**Quoted passage:**

Why correlated: User A's sharing affects User B's engagement. Treatment "leaks" across users.
Complication: Treatment assignment itself is compromised (control users exposed via treated friends).
Classroom/Team Experiments
Structure: Intervention applied to classrooms, teams, or organizations.
Why correlated: Students in same class share teacher, curriculum, peer effects.
Cluster count: Often limited (10-50 classes).
Device/Household Clustering
Structure: Same user on multiple devices, or multiple users sharing account/household.
Why correlated: Observations from same person/household aren't independent.
Often ignored: Many teams don't even recognize this clustering exists.
Method 1: Cluster-Robust Standard Errors
The simplest fix: use standard errors that account for arbitrary correlation within clusters.
Python Implementation
import statsmodels.api as sm
import pandas as pd
import numpy as np
def cluster_robust_ttest(data, outcome_col, treatment_col, cluster_col):
"""
Regression-based test with cluster-robust standard errors.
"""
# Add constant for intercept
X = sm.add_constant(data[treatment_col])
y = data[outcome_col]
# Fit OLS
model = sm.OLS(y, X)
# Cluster-robust standard errors
results = model.fit(cov_type='cluster', cov_kwds={'groups': data[cluster_col]})
# Extract treatment effect
coef = results.params[treatment_col]
se = results.bse[treatment_col]
ci_lower, ci_upper = results.conf_int().loc[treatment_col]
p_value = results.pvalues[treatment_col]
return {
'effect': coef,
'se_clustered': se,
'ci': (ci_lower, ci_upper),
'p_value': p_value,
'n_clusters': data[cluster_col].nunique()
}
# Example
np.random.seed(42)
n_clusters = 50
users_per_cluster = 2000
# Generate clustered data
data = []
for i in range(n_clusters):
treatment = i % 2 # Alternating assignment
cluster_effect = np.random.normal(0, 1) # Shared within cluster
for j in range(users_per_cluster):
outcome = treatment * 0.1 + cluster_effect + np.random.normal(0, 1)
data.append({
'cluster': i,
'treatment': treatment,
'outcome': outcome
})
df = pd.DataFrame(data)
# Compare naive vs clustered SE
naive_result = sm.OLS(df['outcome'], sm.add_constant(df['treatment'])).fit()
clustered_result = cluster_robust_ttest(df, 'outcome', 'treatment', 'cluster')
print("Naive analysis (ignoring clustering):")
print(f" SE: {naive_result.bse['treatment']:.4f}")
print(f" p-value: {naive_result.pvalues['treatment']:.4f}")
print("\nCluster-robust analysis:")
print(f" SE: {clustered_result['se_clustered']:.4f}")
print(f" p-value: {clustered_result['p_value']:.4f}")
print(f" N clusters: {clustered_result['n_clusters']}")
R Implementation
library(sandwich)
library(lmtest)
# Fit model
model <- lm(outcome ~ treatment, data = df)
# Cluster-robust standard errors
coeftest(model, vcov = vcovCL(model, cluster = df$cluster))

**Given material:**

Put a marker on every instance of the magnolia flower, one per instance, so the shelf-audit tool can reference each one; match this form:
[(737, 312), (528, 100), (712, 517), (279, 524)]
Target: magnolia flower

**Problem set:**
a – Decide whether each statement agrees with the clustered-experiments text: (i) the Python example generates data for 50 clusters; (ii) classroom experiments usually have hundreds of clusters; (iii) the R implementation loads the sandwich library. Answer yes or no for each, and quote the words from the text that decide it.
b – Copy the clustered-experiments text word for word from "Complication: Treatment assignment" to "this clustering exists.".
The listing that comes after the clustered-experiments text is separate material.

**The replies:**
a –
(i) Yes: "n_clusters = 50"
(ii) No: "Often limited (10-50 classes)."
(iii) Yes: "library(sandwich)"

b –
Complication: Treatment assignment itself is compromised (control users exposed via treated friends).
Classroom/Team Experiments
Structure: Intervention applied to classrooms, teams, or organizations.
Why correlated: Students in same class share teacher, curriculum, peer effects.
Cluster count: Often limited (10-50 classes).
Device/Household Clustering
Structure: Same user on multiple devices, or multiple users sharing account/household.
Why correlated: Observations from same person/household aren't independent.
Often ignored: Many teams don't even recognize this clustering exists.